Objetivo A> Traduza para inglês esta frase do acórdão: "Acordam, em conferência, os Juízes na Secção Penal do Tribunal da Relação de Guimarães."

Texto extraído>
---*---

Acórdão nº 128/08.9TAVN-C.G1 de Tribunal da Relação de Guimarães, 08 de Fevereiro de 2021

Magistrado ResponsávelC
Data da Resolução08 de Fevereiro de 2021
EmissorTribunal da Relação de Guimarães

Desembargadora Relatora: Cândida Martinho Desembargador Adjunto: António Teixeira.

Acordam, em conferência, os Juízes na Secção Penal do Tribunal da Relação de Guimarães.

I.

Relatório 1.

No âmbito do processo comum coletivo, com o nº128/08.9TAVNC-C, que corre termos no Tribunal Judicial da Comarca de Viana do Castelo - Juízo Central Criminal de Viana do Castelo (Juiz 2) por despacho proferido em 22/1/2020, ao abrigo do disposto no artigo 56º, nº1, do C.Penal, foi revogada a suspensão da execução da pena de 5 anos de prisão aplicada ao arguido J. J..

Posteriormente à prolação deste despacho foi proferido um outro, em 14/2/2020, no âmbito do qual foi determinada a notificação ao arguido do mencionado despacho de revogação para a morada constante do TIR com prova de depósito.

  1. Não se conformando com tais despachos, o arguido recorreu dos mesmos, extraindo da motivação as conclusões que a seguir se transcrevem: No que respeita ao recurso interposto em 15/6/2020, do despacho proferido em 22/1/2020, o recorrente concluiu nos seguintes termos: «

    1. O Recorrente considera a decisão de revogação da suspensão da pena de prisão é injusta, por não se encontrar devidamente fundamentada e se fundar num erro notório de apreciação da prova segundo as regras da experiência e livre convicção do Tribunal a quo.

---*---

Dados de entrada>

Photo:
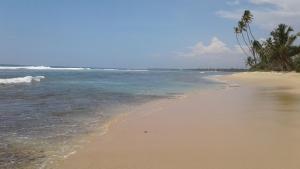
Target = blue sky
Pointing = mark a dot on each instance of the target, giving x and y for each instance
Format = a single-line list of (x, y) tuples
[(131, 34)]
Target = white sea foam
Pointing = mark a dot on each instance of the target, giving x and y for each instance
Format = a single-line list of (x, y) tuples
[(40, 68), (126, 70), (26, 79)]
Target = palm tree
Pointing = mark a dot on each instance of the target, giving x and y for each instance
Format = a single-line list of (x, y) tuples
[(237, 31), (282, 45)]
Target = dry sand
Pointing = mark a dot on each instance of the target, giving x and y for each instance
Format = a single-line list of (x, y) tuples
[(254, 126)]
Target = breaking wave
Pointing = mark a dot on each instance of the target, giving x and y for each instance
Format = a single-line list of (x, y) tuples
[(26, 79), (41, 68)]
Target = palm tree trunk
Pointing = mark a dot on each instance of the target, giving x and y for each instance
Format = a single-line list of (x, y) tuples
[(238, 41)]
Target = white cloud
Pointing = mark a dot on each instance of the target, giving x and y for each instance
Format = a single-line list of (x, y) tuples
[(269, 13), (214, 54)]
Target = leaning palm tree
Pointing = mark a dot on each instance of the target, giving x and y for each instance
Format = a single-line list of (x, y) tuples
[(283, 48)]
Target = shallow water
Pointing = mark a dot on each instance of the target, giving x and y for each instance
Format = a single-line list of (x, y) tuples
[(41, 118)]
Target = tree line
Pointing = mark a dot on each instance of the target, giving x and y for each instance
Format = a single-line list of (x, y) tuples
[(278, 52)]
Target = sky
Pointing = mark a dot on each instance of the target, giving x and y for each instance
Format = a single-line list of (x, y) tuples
[(133, 33)]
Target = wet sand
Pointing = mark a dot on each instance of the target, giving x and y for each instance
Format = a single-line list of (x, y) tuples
[(252, 125)]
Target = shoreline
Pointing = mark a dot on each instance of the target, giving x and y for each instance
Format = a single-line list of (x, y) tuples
[(192, 132)]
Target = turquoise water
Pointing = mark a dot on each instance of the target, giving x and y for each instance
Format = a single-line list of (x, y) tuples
[(42, 109)]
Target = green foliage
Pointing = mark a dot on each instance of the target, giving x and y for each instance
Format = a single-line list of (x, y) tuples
[(297, 63), (276, 53)]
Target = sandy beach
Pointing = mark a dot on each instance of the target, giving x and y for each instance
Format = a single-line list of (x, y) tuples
[(253, 124)]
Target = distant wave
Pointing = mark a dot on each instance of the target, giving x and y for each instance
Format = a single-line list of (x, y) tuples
[(40, 68), (26, 79), (126, 70)]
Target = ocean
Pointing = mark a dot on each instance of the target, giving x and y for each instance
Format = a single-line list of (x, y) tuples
[(45, 110)]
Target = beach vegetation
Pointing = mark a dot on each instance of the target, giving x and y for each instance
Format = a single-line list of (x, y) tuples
[(278, 52)]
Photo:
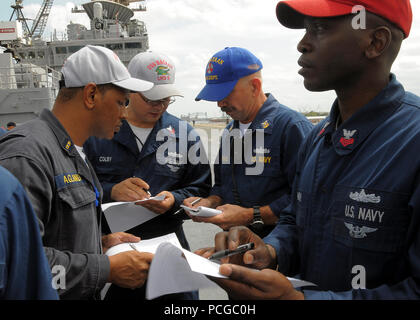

---*---

Objetivo B> Nas entradas, da linha com "Target = distant wave" até ao fim, substitua "single-line list" por "one-line list" e mantenha tudo o resto igual. Reproduza apenas essas linhas, sem as imagens.

Resposta escrita A> The Judges in the Criminal Section of the Guimarães Court of Appeal agree, in conference.

Resposta escrita B>
Target = distant wave
Pointing = mark a dot on each instance of the target, giving x and y for each instance
Format = a one-line list of (x, y) tuples
[(40, 68), (26, 79), (126, 70)]
Target = ocean
Pointing = mark a dot on each instance of the target, giving x and y for each instance
Format = a one-line list of (x, y) tuples
[(45, 110)]
Target = beach vegetation
Pointing = mark a dot on each instance of the target, giving x and y for each instance
Format = a one-line list of (x, y) tuples
[(278, 52)]
Photo:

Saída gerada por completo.